It's certainly possible to remain in a religious community without one's faith intact -- I think it happens to a large percentage of people in any religious group. Consider all the European Catholics who are essentially atheists.
What does "essentially" mean here? Out of all European Catholics I know none I would call an essential atheist. On the other hand, I know at least one essentially atheistic European Protestant.
58% of French people consider themselves Catholic: http://en.wikipedia.org/wiki/Religion_in_France
34% of French people assent to: "I believe there is a God". http://en.wikipedia.org/wiki/Religion_in_Europe
Of course, there are methodological issues and this doesn't prove the matter definitively, but it certain suggests that a lot of French people are "cultural Catholics" the way we have "cultural Jews" in the US.
Well, originally you have written "all European Catholics". I don't dispute the existence of cultural Catholics.
I think that "Consider all the European Catholics who are essentially atheists" should be read as "Consider all the {European Catholics who are essentially atheists}", not "Consider {all the European Catholics}, (who are essentially atheists)".
Like CuSithBell, I'll plead the restrictive relative clause interpretation, bolstered by the absence of a comma. I'll also plead common sense as an ambiguity resolution tool. And not only do we have the existence of cultural Catholics, we've got as our first estimate a minimum (if every God-believing French person were a Catholic) of 41% of Catholics who don't subscribe to a vital church teaching.
I apologise for misinterpretation, then. The intended reading didn't occur to me.

> [Task 1]
Recast everything in the listing from its first line down to the line containing "positive clicks: (158, 489)" as a JSON list of strings, one string per line and blank lines omitted.
The discussion and the listing come from separate, unrelated sources.

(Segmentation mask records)
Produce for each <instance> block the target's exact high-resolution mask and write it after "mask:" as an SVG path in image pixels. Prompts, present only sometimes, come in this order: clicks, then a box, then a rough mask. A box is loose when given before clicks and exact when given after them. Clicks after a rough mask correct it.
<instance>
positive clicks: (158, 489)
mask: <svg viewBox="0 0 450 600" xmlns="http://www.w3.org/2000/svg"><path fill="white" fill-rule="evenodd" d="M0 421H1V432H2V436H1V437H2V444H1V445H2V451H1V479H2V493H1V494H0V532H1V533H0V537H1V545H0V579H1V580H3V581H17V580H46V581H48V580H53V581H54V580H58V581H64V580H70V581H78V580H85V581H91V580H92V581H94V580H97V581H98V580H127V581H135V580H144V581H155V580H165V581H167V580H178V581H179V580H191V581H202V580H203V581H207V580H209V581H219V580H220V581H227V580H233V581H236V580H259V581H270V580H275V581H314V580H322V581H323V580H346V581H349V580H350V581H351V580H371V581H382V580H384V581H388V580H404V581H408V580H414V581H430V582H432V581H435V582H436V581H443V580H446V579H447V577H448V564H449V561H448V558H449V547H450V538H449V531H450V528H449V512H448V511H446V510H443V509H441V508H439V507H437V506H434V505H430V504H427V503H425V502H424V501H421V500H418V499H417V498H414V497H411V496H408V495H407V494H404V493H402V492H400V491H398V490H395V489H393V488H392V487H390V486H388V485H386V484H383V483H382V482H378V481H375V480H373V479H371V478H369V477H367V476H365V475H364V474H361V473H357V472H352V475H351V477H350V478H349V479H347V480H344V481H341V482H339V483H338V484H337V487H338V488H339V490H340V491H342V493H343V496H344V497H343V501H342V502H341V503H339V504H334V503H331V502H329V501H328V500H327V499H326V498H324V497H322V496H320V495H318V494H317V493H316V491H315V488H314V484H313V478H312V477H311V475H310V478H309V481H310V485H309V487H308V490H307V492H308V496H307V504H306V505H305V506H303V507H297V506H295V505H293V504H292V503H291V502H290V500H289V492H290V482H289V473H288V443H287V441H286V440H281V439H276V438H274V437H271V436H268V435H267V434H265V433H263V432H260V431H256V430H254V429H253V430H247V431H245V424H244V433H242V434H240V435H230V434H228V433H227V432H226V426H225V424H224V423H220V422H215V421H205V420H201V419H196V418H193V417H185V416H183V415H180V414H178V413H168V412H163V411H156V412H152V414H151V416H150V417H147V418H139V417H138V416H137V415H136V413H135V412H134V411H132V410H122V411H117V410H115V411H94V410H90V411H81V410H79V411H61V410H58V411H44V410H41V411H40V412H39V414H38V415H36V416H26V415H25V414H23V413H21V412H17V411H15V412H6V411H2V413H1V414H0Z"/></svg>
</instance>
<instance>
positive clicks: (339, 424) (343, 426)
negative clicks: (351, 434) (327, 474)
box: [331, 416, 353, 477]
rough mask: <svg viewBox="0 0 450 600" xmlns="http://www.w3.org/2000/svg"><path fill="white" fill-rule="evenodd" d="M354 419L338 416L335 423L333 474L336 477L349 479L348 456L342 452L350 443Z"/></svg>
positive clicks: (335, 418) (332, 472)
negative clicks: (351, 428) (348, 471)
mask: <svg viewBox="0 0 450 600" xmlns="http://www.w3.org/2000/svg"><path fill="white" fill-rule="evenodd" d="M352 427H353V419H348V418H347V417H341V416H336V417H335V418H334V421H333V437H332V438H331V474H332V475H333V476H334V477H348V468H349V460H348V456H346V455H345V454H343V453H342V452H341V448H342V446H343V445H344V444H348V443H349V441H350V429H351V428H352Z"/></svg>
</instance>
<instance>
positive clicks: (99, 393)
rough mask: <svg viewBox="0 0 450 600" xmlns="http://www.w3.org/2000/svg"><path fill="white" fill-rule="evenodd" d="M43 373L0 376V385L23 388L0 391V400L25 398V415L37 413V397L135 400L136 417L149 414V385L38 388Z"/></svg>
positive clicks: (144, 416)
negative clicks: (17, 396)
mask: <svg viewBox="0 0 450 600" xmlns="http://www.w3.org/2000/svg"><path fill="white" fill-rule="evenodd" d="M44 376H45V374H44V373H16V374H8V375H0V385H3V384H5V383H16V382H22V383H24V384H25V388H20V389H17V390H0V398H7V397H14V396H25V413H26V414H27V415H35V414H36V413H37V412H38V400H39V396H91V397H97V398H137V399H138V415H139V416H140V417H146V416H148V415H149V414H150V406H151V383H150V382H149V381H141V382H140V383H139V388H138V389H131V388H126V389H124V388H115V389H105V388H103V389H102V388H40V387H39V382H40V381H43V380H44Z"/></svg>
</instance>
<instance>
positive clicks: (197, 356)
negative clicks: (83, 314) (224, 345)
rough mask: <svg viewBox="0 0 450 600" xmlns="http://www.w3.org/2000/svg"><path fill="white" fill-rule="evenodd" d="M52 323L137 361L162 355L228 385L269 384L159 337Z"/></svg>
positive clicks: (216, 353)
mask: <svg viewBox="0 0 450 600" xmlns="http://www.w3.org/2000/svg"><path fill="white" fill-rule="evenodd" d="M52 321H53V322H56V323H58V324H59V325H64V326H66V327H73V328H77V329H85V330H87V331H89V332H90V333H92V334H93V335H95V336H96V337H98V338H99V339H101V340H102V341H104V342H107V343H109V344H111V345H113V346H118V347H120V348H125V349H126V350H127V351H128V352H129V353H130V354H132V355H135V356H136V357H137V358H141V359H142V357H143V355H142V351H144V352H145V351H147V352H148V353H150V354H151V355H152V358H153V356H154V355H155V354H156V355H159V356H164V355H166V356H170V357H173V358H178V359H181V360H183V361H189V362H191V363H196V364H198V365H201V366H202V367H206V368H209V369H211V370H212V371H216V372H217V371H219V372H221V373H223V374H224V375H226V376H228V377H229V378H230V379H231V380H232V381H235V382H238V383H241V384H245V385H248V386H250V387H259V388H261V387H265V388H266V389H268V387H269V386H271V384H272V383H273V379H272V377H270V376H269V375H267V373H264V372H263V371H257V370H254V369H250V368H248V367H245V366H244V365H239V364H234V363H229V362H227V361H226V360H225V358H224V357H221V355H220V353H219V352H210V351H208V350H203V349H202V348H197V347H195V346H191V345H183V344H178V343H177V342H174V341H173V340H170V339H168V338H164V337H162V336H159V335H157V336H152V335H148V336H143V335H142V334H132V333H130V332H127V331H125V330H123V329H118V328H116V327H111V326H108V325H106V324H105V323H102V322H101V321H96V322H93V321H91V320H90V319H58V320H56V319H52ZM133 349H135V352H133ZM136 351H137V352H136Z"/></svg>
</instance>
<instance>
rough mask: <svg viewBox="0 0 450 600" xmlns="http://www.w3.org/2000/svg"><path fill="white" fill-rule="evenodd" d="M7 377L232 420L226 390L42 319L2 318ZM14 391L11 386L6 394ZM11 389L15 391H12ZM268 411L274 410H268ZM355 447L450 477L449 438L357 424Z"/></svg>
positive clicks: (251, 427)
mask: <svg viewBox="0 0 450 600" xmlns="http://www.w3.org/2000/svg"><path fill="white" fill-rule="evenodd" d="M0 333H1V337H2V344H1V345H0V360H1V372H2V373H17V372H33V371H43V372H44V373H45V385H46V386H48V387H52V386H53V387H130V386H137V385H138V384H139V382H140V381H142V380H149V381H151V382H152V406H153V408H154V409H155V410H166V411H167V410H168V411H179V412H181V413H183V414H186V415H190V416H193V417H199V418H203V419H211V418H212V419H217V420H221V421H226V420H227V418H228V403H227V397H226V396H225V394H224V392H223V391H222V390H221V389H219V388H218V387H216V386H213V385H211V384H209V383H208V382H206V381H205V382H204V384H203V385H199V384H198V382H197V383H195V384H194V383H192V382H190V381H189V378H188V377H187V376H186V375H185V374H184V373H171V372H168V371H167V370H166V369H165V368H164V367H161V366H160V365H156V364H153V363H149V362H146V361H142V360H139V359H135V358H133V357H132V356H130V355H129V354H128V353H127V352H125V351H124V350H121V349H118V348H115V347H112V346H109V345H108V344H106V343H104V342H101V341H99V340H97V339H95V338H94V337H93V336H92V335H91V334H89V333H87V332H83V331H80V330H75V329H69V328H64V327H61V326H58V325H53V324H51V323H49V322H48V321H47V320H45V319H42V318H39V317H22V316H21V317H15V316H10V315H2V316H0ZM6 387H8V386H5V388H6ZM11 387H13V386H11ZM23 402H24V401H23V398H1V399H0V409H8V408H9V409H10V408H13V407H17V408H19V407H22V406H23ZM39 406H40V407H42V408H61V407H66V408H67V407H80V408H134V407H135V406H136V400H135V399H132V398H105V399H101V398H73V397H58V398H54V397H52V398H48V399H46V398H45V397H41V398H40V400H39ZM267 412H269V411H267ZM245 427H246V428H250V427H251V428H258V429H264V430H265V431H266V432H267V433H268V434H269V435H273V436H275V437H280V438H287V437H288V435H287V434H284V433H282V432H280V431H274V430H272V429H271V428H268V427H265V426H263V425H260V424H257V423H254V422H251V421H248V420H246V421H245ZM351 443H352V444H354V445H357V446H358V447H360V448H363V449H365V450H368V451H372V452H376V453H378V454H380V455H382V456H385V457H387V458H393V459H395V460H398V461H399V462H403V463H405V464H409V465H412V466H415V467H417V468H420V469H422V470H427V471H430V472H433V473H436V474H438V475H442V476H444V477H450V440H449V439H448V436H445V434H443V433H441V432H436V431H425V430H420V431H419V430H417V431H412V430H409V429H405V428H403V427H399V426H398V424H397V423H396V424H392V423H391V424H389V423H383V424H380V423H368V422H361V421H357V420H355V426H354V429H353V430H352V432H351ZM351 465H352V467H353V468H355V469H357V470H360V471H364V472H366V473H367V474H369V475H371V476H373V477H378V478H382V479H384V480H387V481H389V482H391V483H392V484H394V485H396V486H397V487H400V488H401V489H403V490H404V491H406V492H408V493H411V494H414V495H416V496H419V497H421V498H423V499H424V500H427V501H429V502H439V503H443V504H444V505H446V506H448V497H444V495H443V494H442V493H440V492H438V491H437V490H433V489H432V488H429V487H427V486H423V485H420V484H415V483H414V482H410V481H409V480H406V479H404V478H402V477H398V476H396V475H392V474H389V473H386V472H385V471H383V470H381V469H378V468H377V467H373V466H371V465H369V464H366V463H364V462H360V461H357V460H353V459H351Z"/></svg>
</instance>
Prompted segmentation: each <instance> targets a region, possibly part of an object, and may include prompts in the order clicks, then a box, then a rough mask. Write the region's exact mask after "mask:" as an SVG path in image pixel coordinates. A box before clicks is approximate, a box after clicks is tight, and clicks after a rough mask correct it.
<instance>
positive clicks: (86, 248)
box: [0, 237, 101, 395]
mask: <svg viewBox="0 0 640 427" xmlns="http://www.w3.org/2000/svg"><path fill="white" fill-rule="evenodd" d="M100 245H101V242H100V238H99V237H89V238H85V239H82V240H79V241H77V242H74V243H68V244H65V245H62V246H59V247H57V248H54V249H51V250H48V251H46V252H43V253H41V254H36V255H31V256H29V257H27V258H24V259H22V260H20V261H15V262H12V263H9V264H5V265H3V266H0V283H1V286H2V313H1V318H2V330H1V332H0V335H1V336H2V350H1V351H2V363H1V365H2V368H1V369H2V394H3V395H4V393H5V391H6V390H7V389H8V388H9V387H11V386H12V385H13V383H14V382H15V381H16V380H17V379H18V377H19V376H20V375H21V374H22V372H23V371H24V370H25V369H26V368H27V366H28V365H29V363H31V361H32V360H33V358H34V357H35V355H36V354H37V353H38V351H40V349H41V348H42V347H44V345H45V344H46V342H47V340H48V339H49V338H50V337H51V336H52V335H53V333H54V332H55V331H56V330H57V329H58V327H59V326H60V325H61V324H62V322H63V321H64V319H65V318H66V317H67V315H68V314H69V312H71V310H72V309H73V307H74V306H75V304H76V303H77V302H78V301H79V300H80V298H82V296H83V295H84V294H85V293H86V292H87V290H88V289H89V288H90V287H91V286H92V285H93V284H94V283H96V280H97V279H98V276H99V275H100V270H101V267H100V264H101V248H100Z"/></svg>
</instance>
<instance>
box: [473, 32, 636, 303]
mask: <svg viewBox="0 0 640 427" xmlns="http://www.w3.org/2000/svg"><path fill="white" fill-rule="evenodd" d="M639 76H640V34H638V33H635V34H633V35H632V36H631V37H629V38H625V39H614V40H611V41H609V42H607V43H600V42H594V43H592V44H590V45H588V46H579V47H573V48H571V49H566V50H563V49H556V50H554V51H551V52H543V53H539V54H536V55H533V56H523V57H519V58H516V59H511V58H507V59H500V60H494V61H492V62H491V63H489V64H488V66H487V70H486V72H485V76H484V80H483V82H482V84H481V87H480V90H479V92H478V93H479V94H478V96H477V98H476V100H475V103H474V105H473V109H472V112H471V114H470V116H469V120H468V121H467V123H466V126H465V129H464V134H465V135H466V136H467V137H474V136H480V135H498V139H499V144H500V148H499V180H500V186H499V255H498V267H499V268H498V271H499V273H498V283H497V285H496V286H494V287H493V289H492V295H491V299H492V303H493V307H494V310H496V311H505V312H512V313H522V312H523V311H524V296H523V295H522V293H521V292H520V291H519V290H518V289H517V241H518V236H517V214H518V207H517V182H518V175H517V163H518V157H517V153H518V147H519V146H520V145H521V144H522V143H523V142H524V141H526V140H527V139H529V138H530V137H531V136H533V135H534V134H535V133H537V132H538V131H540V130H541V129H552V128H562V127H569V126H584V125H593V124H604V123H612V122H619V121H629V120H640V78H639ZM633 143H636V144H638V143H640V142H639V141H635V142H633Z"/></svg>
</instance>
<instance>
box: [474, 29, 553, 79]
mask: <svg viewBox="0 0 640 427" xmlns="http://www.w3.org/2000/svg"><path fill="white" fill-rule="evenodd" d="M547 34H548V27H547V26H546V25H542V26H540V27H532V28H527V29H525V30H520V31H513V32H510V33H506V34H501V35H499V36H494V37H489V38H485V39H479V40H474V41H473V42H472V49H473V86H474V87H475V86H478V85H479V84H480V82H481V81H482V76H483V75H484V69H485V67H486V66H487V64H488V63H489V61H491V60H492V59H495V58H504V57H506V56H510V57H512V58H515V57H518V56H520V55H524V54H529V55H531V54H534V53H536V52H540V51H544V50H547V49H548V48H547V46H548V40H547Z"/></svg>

> [Task 2]
Translate this sentence from the discussion of European Catholics into French: "I don't dispute the existence of cultural Catholics."

> [Expected output 1]
[
  "Produce for each <instance> block the target's exact high-resolution mask and write it after \"mask:\" as an SVG path in image pixels. Prompts, present only sometimes, come in this order: clicks, then a box, then a rough mask. A box is loose when given before clicks and exact when given after them. Clicks after a rough mask correct it.",
  "<instance>",
  "positive clicks: (158, 489)"
]

> [Expected output 2]
Je ne conteste pas l'existence des catholiques culturels.